** EXCERPT PROVIDED follows **

BANGKOK (Reuters) – Thailand’s prime minister on Monday warned political activists not to criticize the monarchy, saying doing so could damage their job prospects even though the king had asked him not to make prosecutions under a law protecting the royal family.
Insulting the monarchy is a crime under Article 112 of Thailand’s criminal code, punishable by up to 15 years in prison. The suspected kidnapping of a Thai democracy activist in Cambodia this month ignited small protests by university students, with some questioning in online comments the “lese majeste” law.
“Before, we have Article 112 of the criminal code and we don’t have a lot of problems, but now Article 112 has not been used because the king has kindly asked not to use it,” Prime Minister Prayuth Chan-ocha said.
“Now people are violating this. So what does this mean, what do you all want? I have to say this today to create peace in the country,” he said.
The king is traditionally revered in Thai culture as the protector of the nation and the Buddhist religion. Thailand has been a constitutional monarchy since 1932.
But recent months have seen an unprecedented surge of online questioning of the institution. In March, a Thai-language hashtag that translates as #whydoweneedaking? was one of the top trending topics on Twitter in Thailand after an overseas activist commented online about King Maha Vajiralongkorn travelling in Germany during the coronavirus crisis.

** End of EXCERPT PROVIDED **
** SUPPLIED MATERIAL follows **

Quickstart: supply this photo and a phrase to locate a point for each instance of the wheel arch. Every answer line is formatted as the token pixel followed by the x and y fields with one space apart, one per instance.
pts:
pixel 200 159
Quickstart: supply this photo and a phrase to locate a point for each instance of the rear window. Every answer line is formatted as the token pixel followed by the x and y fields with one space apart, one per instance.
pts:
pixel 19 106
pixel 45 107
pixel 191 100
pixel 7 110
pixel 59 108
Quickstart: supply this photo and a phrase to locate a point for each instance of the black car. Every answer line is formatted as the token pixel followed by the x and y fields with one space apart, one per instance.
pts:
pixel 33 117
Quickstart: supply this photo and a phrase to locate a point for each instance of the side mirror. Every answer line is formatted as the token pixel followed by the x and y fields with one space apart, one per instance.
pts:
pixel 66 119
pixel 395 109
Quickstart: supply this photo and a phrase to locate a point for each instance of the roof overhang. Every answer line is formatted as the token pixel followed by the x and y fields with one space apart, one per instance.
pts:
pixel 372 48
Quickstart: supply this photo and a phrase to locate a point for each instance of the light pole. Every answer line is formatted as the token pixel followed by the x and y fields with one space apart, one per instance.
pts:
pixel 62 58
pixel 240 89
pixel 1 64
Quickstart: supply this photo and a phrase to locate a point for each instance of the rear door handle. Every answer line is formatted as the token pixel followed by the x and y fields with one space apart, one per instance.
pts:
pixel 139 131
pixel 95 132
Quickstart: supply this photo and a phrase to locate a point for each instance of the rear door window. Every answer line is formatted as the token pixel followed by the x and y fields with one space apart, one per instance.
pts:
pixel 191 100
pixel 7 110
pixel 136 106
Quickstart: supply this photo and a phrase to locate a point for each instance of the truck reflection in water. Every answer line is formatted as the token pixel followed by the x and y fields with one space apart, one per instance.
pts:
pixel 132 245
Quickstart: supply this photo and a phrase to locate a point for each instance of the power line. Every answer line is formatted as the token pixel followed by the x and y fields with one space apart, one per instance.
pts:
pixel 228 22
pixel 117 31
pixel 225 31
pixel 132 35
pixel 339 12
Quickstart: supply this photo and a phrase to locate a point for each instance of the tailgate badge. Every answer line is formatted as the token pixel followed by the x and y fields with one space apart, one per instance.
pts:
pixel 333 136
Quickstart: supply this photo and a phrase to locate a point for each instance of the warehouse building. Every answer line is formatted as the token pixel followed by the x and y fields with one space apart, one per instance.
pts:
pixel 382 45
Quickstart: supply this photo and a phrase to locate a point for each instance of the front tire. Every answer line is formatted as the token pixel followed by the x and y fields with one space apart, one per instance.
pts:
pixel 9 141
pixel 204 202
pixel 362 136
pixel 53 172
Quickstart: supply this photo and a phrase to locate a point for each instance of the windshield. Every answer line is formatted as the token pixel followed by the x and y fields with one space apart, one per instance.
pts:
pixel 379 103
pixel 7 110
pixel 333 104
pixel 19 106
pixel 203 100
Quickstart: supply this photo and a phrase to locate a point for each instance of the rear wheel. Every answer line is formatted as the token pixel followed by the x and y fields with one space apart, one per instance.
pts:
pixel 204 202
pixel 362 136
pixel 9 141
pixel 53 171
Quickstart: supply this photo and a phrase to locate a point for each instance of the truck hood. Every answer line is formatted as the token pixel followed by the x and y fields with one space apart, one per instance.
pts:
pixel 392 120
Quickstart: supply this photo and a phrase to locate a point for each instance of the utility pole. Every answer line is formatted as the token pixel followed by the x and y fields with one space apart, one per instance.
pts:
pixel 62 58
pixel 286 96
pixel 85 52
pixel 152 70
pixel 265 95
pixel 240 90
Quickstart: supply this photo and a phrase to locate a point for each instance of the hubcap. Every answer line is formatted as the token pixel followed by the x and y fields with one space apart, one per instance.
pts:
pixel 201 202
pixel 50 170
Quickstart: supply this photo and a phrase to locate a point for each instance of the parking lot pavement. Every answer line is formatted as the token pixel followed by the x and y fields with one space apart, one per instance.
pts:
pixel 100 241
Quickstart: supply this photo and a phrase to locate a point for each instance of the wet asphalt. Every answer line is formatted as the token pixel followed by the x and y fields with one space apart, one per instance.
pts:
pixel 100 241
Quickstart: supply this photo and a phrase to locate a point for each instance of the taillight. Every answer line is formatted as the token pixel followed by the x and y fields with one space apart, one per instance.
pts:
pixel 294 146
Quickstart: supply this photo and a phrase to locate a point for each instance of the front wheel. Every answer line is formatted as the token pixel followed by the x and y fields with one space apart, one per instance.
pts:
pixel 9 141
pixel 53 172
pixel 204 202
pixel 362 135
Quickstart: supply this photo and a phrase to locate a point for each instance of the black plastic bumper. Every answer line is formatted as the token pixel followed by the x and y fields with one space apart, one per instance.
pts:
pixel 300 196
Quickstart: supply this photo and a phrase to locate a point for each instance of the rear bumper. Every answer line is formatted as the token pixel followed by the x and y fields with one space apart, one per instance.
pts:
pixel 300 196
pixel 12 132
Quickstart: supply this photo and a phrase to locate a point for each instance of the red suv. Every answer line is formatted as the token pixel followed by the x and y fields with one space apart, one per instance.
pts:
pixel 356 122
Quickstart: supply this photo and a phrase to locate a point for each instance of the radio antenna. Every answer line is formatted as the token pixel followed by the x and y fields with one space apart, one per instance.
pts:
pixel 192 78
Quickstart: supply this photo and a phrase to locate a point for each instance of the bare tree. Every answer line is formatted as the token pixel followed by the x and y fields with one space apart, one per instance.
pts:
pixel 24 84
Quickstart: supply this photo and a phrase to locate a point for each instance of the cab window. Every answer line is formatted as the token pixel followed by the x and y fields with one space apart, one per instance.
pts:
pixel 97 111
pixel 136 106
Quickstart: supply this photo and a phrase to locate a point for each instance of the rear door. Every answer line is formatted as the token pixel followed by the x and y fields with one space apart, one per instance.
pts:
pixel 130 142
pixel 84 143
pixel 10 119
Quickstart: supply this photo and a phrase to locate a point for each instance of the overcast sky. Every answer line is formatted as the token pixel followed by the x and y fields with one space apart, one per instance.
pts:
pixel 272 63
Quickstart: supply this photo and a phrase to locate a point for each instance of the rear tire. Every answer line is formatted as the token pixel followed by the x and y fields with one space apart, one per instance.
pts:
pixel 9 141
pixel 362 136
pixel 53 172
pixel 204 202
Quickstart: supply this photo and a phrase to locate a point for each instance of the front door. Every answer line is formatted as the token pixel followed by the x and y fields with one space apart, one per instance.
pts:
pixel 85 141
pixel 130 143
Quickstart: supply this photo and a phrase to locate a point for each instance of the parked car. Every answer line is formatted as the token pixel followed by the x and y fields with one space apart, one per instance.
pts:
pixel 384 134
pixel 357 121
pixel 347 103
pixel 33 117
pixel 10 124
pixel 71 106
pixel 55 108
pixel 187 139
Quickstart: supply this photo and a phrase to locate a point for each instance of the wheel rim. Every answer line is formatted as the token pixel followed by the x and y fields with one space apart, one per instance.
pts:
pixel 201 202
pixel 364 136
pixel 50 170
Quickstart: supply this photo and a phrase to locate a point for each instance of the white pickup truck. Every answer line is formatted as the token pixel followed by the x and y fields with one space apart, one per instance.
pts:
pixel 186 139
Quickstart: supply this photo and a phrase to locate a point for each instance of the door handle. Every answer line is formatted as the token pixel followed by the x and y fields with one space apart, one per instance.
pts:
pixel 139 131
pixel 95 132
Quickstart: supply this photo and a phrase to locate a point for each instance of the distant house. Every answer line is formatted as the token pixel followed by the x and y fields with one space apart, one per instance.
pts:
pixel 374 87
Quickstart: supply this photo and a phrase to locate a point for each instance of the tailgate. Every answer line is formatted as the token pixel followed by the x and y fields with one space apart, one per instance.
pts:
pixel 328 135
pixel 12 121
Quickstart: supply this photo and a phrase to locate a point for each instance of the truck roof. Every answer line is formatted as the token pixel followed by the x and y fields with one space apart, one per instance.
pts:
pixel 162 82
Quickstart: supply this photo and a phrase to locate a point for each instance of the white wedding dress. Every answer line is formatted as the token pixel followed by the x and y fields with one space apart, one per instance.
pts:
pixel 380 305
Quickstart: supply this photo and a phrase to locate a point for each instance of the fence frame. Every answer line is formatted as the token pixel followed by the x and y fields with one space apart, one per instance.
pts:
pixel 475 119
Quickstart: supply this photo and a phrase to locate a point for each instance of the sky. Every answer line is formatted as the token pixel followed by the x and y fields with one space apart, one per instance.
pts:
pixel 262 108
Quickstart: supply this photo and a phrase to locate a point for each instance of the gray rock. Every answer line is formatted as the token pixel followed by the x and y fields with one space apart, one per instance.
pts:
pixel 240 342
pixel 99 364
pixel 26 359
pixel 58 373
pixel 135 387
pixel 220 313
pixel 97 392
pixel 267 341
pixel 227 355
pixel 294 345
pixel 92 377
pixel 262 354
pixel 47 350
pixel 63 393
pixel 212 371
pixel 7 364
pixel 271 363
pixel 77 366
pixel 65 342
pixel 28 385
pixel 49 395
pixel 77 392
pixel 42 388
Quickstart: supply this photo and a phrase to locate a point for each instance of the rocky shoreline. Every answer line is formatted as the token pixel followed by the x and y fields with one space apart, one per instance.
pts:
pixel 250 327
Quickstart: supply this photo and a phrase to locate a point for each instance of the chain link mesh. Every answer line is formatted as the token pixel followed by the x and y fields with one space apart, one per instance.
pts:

** End of SUPPLIED MATERIAL **

EXERCISE ▸ Continue the Reuters report on the Thai prime minister's warning about criticizing the monarchy, picking up after its final sentence.

ANSWER SPACE ▸
King Vajiralongkorn, 67, who was crowned last year, has a second home in Germany. He spends much of his time outside Thailand.
Prayuth said the king has instructed him personally not to use Article 112 for prosecutions but people who questioned the monarchy could face difficulties in the job market.
“Those who have this kind of behavior may find it hard to find work, businesses do not want this sort of people to work for them, so how can they make a living? I am worried for them,” Prayuth said.
Charges under the lese majeste law have been decreasing since 2018, according to the Thai Lawyers for Human Rights group.
But some rights groups say authorities use other laws, including a Computer Crime Act and a law against sedition law, more often.